[Items from a dataset]

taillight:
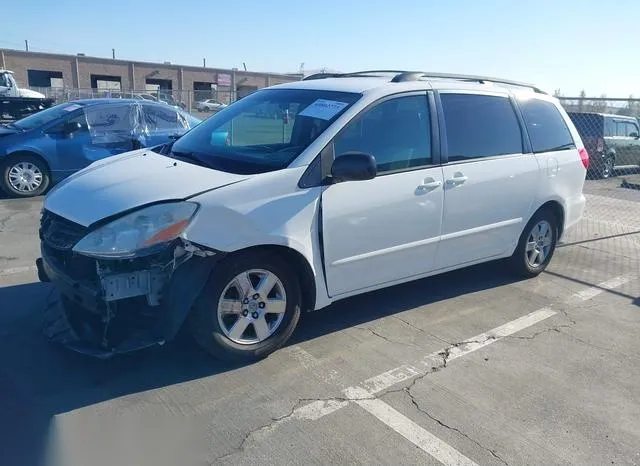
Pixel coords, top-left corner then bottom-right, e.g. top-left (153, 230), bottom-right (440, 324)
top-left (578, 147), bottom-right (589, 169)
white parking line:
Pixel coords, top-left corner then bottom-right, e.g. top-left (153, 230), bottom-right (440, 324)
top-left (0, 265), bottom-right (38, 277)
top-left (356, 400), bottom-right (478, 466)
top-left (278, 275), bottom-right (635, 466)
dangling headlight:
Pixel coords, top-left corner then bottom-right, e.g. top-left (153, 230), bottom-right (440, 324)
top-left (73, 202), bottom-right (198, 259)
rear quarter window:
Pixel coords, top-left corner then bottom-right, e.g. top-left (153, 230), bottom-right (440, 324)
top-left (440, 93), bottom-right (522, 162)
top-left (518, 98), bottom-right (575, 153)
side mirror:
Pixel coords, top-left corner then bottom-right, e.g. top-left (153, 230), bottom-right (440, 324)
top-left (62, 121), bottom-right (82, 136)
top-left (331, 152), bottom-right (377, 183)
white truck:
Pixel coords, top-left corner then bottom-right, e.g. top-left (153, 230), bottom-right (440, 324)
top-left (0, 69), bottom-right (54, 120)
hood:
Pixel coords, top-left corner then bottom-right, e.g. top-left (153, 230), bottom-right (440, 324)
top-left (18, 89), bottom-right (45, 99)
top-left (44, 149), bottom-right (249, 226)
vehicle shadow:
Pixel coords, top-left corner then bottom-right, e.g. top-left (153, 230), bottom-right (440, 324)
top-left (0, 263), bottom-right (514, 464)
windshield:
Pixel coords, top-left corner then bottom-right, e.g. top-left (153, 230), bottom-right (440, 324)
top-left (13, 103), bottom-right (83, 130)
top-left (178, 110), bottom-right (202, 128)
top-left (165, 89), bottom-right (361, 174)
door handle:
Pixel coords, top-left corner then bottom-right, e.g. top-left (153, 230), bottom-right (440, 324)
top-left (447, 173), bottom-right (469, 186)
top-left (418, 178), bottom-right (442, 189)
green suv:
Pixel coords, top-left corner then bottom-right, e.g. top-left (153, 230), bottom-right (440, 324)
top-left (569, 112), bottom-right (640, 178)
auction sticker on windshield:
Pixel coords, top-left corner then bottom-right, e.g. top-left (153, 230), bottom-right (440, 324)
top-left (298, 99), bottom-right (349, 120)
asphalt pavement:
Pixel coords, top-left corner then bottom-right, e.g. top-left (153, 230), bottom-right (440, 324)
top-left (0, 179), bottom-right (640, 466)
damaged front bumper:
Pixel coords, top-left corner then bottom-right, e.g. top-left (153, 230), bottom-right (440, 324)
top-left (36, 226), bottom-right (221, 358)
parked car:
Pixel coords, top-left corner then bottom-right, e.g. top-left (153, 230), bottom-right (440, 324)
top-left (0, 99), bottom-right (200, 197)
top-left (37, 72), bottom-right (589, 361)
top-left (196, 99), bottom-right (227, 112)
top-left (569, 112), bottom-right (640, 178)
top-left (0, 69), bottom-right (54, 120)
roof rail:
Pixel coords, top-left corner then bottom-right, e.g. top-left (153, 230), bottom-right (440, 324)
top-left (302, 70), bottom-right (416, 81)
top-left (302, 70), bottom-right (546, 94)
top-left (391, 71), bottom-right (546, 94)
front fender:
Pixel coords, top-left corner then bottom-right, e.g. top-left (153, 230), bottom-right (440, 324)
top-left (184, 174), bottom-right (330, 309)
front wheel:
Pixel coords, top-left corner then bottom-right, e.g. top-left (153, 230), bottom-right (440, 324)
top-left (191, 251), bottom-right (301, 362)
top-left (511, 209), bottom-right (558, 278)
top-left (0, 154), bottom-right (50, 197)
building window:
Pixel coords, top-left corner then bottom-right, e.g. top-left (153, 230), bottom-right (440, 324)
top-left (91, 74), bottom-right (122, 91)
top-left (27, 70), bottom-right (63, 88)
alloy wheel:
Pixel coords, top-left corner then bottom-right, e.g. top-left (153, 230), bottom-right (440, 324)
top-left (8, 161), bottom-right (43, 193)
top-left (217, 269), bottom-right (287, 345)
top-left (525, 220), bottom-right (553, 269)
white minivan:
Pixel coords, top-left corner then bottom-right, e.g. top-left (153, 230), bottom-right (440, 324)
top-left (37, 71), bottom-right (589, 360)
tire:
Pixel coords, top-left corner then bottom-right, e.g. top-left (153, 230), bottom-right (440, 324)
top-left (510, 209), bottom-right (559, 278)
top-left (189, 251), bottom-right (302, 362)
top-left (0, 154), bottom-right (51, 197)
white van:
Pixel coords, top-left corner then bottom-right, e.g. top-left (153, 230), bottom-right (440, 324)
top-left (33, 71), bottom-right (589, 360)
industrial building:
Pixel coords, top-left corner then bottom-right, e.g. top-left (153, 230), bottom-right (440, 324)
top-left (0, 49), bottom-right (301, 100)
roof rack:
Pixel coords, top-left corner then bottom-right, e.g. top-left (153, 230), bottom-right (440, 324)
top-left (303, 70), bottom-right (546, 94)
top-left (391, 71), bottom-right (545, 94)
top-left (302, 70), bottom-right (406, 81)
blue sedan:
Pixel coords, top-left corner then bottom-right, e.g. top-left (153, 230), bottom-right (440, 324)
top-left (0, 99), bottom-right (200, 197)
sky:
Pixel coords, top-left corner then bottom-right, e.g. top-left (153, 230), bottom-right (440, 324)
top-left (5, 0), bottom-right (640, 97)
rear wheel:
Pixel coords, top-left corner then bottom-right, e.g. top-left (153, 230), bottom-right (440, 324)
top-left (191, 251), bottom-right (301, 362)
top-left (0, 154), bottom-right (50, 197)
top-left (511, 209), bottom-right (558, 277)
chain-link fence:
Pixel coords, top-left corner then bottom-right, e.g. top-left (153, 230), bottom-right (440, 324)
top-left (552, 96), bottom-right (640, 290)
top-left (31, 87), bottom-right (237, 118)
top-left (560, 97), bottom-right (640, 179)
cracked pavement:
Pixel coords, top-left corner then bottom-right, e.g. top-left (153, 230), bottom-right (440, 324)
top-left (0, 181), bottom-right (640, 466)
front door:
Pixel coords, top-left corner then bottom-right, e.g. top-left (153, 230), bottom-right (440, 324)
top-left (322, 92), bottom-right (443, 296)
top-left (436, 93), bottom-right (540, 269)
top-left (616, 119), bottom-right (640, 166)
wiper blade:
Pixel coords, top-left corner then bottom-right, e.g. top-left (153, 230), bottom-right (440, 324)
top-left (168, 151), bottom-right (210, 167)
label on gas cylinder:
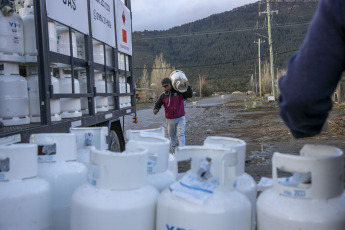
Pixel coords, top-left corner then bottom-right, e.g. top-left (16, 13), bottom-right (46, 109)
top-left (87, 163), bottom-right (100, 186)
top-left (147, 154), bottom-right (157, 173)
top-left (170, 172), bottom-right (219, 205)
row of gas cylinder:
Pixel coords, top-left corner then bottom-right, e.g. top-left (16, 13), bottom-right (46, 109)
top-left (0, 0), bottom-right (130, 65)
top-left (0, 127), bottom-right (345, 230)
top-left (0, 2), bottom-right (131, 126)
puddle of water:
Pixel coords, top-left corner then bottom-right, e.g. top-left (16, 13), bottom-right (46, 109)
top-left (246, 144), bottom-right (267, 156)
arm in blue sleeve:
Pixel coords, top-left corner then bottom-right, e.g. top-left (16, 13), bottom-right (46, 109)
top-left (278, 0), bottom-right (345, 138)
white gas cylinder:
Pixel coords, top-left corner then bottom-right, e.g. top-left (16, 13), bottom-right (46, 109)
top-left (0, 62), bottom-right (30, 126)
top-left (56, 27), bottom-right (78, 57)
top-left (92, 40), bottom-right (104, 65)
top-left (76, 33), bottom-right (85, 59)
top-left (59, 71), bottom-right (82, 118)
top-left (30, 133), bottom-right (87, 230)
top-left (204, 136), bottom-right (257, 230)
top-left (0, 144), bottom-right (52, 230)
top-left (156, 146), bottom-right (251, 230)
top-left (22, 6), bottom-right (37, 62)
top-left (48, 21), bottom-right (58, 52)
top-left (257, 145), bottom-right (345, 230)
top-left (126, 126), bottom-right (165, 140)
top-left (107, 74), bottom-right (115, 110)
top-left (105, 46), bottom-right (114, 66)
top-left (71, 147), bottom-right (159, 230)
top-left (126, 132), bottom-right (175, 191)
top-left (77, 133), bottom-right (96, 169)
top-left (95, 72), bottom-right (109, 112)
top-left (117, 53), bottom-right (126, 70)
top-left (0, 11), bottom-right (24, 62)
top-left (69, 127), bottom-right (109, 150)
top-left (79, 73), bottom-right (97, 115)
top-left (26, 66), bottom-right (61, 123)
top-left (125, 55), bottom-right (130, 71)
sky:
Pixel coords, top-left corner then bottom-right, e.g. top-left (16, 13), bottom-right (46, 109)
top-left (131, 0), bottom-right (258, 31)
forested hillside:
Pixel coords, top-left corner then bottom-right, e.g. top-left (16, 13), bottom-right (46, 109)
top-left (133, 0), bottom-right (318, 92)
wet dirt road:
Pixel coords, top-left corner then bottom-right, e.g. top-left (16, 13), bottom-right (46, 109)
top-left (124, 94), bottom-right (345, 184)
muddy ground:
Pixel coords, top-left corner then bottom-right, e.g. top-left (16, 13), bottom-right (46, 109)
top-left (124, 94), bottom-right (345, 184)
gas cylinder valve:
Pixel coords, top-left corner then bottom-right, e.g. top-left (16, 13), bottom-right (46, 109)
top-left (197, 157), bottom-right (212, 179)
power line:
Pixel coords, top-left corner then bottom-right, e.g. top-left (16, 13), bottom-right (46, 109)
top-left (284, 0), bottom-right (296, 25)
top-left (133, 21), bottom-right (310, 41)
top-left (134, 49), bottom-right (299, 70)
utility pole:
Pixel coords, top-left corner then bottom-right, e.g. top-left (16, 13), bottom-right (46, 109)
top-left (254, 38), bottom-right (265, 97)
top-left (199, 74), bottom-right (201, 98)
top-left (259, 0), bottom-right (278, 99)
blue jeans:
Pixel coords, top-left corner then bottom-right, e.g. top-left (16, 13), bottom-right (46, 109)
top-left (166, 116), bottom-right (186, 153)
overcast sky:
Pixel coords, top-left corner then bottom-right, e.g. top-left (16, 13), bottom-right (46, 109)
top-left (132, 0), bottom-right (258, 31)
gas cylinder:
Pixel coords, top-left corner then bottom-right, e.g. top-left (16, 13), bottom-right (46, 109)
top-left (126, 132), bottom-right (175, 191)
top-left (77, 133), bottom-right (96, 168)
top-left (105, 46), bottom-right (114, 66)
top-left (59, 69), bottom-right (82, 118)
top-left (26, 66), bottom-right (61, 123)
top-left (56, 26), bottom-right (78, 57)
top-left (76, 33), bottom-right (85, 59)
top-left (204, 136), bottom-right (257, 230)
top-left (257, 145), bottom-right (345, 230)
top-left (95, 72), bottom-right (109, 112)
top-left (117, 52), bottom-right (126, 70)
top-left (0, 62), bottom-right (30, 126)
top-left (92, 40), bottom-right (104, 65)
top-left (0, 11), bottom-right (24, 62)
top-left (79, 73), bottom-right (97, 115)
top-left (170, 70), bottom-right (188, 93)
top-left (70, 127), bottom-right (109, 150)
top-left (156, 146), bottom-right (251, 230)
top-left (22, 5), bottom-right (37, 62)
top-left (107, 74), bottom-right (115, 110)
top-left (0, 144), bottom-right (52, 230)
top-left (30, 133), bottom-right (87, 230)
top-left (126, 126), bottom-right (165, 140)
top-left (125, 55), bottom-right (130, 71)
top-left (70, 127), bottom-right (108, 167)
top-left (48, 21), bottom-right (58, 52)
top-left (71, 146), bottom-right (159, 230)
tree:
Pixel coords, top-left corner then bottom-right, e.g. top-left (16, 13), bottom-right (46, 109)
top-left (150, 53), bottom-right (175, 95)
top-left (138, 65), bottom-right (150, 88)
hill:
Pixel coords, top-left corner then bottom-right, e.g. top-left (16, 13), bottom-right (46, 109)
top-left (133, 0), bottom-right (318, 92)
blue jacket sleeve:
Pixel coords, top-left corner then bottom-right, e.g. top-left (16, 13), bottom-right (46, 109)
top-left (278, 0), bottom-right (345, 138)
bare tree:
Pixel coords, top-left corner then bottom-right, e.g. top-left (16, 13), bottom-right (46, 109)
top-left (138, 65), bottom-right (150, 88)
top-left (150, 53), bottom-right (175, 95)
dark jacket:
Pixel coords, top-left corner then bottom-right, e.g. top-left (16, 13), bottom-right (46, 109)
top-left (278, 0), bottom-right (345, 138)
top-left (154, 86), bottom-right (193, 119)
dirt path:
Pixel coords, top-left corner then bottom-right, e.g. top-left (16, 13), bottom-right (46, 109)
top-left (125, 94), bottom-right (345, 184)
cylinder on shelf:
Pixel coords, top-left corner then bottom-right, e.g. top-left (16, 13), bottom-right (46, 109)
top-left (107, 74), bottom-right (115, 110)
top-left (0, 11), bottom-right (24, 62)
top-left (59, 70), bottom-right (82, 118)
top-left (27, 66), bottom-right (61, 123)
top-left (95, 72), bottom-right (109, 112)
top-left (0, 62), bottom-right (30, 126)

**What needs to be done**
Write out the data word for word, from its first line through the line that contains "top-left (44, 149), bottom-right (249, 226)", including both of those lines. Leave the pictures out of your answer.

**Task output**
taillight:
Pixel coords, top-left corner then bottom-right, e.g. top-left (153, 230), bottom-right (440, 324)
top-left (578, 147), bottom-right (589, 169)
white parking line:
Pixel coords, top-left corner then bottom-right, e.g. top-left (153, 230), bottom-right (440, 324)
top-left (0, 265), bottom-right (38, 277)
top-left (356, 400), bottom-right (478, 466)
top-left (278, 275), bottom-right (635, 466)
dangling headlight:
Pixel coords, top-left corner then bottom-right, e.g. top-left (153, 230), bottom-right (440, 324)
top-left (73, 202), bottom-right (198, 259)
rear quarter window:
Pixel coords, top-left corner then bottom-right, e.g. top-left (153, 230), bottom-right (440, 324)
top-left (440, 93), bottom-right (522, 162)
top-left (518, 98), bottom-right (575, 153)
side mirror:
Pixel coords, top-left corner then bottom-right, e.g. top-left (153, 230), bottom-right (440, 324)
top-left (62, 121), bottom-right (82, 136)
top-left (331, 152), bottom-right (377, 183)
white truck:
Pixel coords, top-left corner then bottom-right, e.g. top-left (153, 230), bottom-right (440, 324)
top-left (0, 69), bottom-right (54, 120)
hood:
Pixel coords, top-left corner then bottom-right, e.g. top-left (153, 230), bottom-right (440, 324)
top-left (18, 89), bottom-right (45, 99)
top-left (44, 149), bottom-right (249, 226)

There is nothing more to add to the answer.